### Records of labeled points
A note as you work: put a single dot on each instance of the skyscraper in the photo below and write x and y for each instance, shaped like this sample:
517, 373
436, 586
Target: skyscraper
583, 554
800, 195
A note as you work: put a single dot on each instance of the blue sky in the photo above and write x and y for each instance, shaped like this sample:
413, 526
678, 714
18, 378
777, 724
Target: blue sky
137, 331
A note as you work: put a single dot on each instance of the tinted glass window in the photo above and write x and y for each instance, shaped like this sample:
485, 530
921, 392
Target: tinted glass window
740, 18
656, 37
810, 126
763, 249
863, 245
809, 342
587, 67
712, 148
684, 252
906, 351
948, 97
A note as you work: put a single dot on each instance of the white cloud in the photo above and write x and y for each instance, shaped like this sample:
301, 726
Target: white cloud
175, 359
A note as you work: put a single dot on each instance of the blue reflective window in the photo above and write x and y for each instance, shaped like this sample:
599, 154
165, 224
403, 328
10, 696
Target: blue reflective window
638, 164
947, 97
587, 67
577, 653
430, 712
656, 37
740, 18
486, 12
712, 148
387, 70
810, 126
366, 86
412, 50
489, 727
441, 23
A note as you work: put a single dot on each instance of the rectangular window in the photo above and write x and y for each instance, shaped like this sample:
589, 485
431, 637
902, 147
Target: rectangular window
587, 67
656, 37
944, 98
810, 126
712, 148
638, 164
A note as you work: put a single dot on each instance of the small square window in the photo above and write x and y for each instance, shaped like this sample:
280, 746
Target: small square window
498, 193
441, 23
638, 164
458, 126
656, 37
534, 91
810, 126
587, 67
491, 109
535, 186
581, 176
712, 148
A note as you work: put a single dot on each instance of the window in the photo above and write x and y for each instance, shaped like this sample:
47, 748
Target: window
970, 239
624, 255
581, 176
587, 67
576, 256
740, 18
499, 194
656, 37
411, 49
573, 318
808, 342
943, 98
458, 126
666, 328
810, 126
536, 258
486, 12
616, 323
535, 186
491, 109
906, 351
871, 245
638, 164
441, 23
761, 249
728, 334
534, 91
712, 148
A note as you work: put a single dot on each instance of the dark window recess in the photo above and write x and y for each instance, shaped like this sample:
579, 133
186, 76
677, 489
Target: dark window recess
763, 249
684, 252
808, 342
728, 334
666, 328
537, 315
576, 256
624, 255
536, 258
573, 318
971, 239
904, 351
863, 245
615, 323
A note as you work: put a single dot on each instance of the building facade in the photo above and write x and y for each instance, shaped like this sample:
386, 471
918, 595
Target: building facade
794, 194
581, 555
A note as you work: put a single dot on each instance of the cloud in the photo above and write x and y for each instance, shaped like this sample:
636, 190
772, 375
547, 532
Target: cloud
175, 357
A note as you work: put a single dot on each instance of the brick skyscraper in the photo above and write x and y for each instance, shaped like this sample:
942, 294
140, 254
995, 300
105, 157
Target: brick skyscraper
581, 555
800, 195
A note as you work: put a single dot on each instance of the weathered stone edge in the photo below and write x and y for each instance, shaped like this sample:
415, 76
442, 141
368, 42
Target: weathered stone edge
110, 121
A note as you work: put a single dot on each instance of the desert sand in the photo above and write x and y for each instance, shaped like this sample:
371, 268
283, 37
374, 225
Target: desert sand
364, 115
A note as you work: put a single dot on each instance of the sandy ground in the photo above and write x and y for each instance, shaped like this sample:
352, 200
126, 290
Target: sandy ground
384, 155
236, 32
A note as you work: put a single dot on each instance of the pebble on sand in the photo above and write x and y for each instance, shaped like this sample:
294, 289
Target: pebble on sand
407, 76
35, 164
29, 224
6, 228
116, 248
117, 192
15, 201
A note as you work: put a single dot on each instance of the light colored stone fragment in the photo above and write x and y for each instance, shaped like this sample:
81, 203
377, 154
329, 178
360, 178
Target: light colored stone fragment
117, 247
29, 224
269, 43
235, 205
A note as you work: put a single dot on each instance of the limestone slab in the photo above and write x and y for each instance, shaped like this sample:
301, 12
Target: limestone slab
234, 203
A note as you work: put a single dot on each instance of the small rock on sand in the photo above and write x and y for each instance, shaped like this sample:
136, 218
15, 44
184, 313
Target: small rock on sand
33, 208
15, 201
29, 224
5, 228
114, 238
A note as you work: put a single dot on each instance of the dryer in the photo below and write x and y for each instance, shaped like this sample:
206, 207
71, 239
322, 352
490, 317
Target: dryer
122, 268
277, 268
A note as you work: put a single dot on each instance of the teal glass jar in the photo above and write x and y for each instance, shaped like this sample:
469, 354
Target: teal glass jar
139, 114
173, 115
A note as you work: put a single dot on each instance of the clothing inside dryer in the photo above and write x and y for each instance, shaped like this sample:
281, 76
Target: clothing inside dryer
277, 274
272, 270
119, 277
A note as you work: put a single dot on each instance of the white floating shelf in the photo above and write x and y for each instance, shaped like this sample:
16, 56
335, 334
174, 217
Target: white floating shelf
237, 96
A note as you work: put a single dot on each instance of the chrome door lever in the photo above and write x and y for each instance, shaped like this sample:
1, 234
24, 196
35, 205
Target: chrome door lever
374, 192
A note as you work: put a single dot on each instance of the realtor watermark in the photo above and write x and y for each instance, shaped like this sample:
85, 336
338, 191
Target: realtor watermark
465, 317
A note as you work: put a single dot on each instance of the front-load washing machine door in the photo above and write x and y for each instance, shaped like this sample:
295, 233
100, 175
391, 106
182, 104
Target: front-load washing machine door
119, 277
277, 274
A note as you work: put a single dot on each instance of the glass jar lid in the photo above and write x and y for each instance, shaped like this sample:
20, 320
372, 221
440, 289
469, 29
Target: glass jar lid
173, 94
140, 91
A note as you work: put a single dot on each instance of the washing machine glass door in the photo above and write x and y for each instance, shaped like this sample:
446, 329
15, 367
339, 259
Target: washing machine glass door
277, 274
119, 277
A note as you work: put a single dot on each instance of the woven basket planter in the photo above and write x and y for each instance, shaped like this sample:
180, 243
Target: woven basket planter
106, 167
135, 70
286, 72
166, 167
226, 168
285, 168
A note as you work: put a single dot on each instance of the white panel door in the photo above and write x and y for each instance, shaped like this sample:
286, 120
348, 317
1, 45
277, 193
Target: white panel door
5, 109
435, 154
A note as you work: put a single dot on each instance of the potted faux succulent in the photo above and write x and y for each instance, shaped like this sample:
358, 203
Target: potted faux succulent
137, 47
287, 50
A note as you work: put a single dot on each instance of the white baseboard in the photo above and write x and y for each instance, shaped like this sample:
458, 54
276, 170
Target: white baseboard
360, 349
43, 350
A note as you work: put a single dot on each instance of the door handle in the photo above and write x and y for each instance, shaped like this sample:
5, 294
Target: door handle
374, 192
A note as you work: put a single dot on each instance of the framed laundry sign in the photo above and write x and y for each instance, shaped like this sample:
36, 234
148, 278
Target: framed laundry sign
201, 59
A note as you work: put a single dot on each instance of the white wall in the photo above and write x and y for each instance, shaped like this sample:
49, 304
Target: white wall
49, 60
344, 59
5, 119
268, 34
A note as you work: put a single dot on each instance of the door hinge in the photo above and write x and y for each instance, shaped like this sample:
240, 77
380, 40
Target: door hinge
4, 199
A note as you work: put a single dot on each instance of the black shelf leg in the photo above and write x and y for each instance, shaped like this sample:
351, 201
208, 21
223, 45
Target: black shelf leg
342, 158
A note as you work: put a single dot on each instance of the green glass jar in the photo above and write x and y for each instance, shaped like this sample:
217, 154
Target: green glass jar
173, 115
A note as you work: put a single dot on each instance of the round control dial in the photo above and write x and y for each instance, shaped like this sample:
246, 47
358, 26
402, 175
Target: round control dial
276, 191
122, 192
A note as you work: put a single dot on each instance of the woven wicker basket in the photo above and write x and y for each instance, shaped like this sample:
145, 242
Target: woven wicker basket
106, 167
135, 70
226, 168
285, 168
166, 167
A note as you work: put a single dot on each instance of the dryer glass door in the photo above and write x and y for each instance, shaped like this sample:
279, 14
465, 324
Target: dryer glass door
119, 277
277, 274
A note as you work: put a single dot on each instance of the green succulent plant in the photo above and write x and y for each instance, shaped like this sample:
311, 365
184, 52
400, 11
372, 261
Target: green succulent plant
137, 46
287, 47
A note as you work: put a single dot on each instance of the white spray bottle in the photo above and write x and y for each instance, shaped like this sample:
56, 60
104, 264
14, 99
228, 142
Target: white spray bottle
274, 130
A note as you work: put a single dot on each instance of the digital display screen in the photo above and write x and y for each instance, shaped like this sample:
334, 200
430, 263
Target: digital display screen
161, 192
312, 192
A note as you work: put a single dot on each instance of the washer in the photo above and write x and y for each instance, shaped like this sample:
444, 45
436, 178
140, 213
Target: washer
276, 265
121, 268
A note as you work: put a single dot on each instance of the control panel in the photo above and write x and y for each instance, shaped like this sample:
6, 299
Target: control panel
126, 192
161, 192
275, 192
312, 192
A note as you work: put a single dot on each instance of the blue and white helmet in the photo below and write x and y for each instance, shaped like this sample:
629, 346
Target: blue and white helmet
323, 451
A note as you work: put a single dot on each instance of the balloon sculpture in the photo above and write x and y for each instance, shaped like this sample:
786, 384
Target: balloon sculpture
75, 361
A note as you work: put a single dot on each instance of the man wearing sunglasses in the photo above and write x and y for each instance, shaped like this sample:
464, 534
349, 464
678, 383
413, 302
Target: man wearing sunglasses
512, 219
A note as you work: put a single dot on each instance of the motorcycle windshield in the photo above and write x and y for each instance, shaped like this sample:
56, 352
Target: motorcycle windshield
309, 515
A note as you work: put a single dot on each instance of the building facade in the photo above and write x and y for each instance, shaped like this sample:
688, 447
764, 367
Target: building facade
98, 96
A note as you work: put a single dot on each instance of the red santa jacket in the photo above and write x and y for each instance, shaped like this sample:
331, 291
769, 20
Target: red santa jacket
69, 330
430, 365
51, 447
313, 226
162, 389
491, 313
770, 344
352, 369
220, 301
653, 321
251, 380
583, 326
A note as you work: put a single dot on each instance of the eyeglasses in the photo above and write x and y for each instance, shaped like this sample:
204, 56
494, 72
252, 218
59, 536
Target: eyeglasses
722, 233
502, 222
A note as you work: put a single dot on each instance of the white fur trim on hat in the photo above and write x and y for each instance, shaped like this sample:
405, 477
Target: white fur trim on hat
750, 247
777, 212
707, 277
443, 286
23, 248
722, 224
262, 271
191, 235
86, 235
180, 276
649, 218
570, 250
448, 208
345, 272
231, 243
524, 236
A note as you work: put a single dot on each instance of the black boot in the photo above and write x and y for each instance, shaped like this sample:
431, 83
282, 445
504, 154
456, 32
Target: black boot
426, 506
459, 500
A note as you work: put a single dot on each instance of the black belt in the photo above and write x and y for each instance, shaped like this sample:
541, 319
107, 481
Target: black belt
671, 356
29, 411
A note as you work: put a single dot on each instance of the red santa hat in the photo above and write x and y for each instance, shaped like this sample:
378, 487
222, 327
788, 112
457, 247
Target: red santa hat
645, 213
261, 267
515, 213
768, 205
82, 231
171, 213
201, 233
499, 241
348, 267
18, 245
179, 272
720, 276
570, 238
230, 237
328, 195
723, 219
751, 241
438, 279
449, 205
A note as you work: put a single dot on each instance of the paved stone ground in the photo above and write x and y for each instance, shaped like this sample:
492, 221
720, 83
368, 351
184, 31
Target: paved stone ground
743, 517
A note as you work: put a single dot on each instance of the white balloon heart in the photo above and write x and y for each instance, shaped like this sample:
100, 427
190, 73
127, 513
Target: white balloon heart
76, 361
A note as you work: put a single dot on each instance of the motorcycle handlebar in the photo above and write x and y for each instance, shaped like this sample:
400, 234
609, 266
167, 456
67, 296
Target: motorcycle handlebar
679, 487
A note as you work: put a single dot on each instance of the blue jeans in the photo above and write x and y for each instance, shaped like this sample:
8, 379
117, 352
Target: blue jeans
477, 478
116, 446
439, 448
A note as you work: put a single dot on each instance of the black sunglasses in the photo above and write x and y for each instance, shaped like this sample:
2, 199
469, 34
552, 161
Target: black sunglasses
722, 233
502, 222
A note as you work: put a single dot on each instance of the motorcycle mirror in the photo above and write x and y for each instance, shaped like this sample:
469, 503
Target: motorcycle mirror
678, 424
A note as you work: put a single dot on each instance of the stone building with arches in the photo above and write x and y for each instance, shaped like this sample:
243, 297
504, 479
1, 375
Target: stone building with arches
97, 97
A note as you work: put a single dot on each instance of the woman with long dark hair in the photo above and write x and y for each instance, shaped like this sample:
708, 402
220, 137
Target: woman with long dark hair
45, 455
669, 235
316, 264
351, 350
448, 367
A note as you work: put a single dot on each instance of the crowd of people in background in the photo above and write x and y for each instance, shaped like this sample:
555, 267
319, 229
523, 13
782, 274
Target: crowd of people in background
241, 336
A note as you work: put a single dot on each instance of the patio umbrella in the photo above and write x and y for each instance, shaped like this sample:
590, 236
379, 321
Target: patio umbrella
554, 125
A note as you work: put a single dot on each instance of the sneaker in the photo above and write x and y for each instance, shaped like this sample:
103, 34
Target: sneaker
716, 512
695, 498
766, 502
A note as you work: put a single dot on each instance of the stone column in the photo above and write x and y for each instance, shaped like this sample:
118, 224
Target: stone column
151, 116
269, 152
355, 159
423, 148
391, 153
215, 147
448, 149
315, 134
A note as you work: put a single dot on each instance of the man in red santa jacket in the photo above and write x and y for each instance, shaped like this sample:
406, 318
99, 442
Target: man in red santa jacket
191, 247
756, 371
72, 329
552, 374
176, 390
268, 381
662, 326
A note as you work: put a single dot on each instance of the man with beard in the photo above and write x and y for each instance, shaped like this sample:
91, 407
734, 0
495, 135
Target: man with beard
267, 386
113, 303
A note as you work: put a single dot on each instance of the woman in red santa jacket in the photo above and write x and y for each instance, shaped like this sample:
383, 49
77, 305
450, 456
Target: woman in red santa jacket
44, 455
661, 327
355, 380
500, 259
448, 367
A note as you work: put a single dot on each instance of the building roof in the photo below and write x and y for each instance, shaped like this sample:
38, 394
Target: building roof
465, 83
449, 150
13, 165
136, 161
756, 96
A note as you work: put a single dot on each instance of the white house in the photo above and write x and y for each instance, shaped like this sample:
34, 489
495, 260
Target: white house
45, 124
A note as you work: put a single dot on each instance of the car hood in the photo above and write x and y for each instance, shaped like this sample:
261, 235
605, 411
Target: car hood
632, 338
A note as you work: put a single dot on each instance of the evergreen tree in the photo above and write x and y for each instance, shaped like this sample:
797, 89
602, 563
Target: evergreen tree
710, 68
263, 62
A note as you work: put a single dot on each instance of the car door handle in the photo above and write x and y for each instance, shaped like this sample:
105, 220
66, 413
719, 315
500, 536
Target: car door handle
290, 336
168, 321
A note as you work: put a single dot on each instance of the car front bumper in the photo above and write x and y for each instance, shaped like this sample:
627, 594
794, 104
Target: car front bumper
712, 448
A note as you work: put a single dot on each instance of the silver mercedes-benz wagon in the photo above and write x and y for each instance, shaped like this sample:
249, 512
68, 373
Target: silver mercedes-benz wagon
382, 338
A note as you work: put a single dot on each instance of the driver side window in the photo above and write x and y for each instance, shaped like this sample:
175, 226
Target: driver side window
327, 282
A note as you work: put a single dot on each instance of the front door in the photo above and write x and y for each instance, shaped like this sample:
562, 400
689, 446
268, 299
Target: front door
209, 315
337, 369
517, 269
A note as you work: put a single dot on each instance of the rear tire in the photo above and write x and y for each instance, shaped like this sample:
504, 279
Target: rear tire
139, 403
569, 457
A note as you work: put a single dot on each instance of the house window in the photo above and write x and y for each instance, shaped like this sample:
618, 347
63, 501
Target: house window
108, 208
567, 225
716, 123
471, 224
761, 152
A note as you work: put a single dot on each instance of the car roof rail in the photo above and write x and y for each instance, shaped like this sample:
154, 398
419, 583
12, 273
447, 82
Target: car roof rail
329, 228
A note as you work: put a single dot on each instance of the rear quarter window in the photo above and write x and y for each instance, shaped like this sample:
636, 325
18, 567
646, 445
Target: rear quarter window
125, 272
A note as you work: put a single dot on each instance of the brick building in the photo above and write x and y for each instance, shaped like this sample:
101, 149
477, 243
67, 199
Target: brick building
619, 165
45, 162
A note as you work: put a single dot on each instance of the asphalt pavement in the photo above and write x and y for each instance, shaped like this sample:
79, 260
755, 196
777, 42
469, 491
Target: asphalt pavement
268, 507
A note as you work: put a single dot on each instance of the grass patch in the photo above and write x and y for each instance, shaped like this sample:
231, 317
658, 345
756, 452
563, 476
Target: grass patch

### Task instructions
Rewrite the records starting at the line that contains "the rear quarter" and ending at the last line of the records, with "single dot" replaced by "single mark" and nothing else changed.

### Reply
A note as you work: put a single mark on each instance of the rear quarter window in the photo above and write x and y for each instance, shaped like this sample:
636, 325
18, 567
646, 445
Target: rear quarter window
125, 272
A note as you work: put a single mark on each instance of the brick building in the photo above and write x and y for each instance, shaped like this sample:
101, 149
477, 243
67, 199
Target: brick building
619, 165
45, 162
A note as you work: put a single mark on each instance of the asphalt pavement in the photo above and write x and y for each instance, shaped like this sample:
79, 260
755, 196
777, 42
469, 491
Target: asphalt pavement
268, 507
A note as you work: put a single mark on each instance of the grass patch in the photo above and write x and y for each instance, shaped like this sample:
231, 317
658, 345
756, 452
563, 476
Target: grass patch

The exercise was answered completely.